— START DATASET ENTRIES —

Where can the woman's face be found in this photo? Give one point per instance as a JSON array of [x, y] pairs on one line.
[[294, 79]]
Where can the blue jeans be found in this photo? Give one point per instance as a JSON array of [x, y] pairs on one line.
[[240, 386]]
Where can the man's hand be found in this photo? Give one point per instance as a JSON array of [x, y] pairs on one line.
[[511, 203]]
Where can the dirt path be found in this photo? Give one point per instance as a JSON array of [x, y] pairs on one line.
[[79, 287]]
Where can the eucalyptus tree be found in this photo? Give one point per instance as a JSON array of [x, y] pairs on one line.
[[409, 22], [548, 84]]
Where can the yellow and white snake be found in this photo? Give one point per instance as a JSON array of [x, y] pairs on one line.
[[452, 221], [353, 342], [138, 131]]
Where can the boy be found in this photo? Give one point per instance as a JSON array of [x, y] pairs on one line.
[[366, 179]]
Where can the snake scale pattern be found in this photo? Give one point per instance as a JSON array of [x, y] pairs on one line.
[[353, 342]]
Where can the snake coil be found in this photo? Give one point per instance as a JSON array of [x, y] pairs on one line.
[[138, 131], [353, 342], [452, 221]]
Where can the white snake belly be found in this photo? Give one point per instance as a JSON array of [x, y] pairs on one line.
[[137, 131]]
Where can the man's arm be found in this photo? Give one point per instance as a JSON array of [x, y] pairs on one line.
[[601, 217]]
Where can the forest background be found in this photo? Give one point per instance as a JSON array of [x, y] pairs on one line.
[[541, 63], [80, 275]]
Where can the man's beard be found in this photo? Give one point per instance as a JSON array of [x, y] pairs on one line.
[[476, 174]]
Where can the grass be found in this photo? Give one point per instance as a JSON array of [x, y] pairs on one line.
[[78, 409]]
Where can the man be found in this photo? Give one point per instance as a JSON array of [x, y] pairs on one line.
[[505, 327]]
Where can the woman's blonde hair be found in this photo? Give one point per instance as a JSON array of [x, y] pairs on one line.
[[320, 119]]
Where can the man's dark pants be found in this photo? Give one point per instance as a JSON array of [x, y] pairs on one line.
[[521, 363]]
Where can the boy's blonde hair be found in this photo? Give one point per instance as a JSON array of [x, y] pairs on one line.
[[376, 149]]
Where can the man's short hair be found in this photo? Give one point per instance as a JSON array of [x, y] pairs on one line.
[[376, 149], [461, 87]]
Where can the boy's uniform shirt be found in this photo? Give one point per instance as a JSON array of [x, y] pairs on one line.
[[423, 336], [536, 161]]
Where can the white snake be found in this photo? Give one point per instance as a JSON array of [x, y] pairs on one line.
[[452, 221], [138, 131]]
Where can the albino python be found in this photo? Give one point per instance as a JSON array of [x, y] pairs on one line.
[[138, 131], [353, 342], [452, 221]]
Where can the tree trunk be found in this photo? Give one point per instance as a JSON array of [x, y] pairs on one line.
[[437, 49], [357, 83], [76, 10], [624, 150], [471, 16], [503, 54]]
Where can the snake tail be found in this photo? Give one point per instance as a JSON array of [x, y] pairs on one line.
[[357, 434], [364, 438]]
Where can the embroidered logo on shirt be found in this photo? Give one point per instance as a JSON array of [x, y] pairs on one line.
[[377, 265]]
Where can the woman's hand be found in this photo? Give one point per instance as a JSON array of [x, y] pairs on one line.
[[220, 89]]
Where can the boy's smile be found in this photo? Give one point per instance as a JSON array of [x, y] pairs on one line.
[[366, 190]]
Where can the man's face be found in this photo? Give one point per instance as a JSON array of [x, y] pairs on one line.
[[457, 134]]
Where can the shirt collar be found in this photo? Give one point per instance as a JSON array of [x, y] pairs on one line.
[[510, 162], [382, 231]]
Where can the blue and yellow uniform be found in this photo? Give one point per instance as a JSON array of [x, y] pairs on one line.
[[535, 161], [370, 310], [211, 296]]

— END DATASET ENTRIES —

**WHAT YOU SHOULD DO**
Copy the records from the line that has "Where can the snake coil" through the line that has "16], [503, 54]]", replacing "photo" with "image" and changing nothing else. Give only those lines.

**CORRECT RESPONSE**
Where can the snake coil be found in this image? Give one point per instance as a JSON array of [x, y] pairs on one line.
[[138, 131], [353, 342], [452, 221]]
Where can the white snake belly be found in this image? Give one point per instance as a JSON array of [x, y] pairs on one line.
[[137, 131]]
Where can the man's arm be found in this image? Give one point per instance as a JSON array of [x, y] pairs on one line.
[[601, 217]]
Where can the forest background be found in this image? Give one point per instance as a JSON array of [x, y] pairs on one line.
[[541, 63], [80, 275]]
Where can the man's beard be found in this image? Give one point per instance as a JSON array of [x, y] pairs on one line.
[[476, 174]]
Where can the grass be found in this image? Give one point per instance as a JSON array of [x, y] pairs on one line.
[[78, 409]]
Where can the man be found in this image? Give one point per instance as a JSON array of [x, y] pairs on one line.
[[505, 327]]
Where can the woman's blonde hair be found in this image? Give one point per instance as a JSON array of [x, y] pairs on one line.
[[320, 119]]
Where can the man's dark pants be found in this image? Give one point per instance as a JSON array of [x, y] pairs on one line.
[[521, 363]]
Where can the boy's blonde hair be found in this image? Give one point per instance as a JSON array of [x, y] pairs on one line.
[[376, 149]]
Where can the man's short hair be found in this image? Give one point per instance as a JSON array of [x, y] pairs on one line.
[[376, 149], [461, 87]]
Where can the boy's uniform shirt be found in this image? Give one point per instance as a JSON array of [x, y] pairs on one line.
[[423, 336], [536, 161]]
Where can the white snake be found in this image? Give one point per instance as a JSON array of [x, y] pairs on one line.
[[452, 221], [138, 131]]
Where can the albino python be found in this image? Give one point per instance as a JSON array of [x, y] pairs on one line.
[[138, 131], [353, 342], [452, 221]]
Where can the tree trunk be found in this image? Give one point per instance as a JSON array of [x, y] pairs on one line.
[[437, 49], [357, 83], [76, 10], [624, 150], [471, 16], [503, 54]]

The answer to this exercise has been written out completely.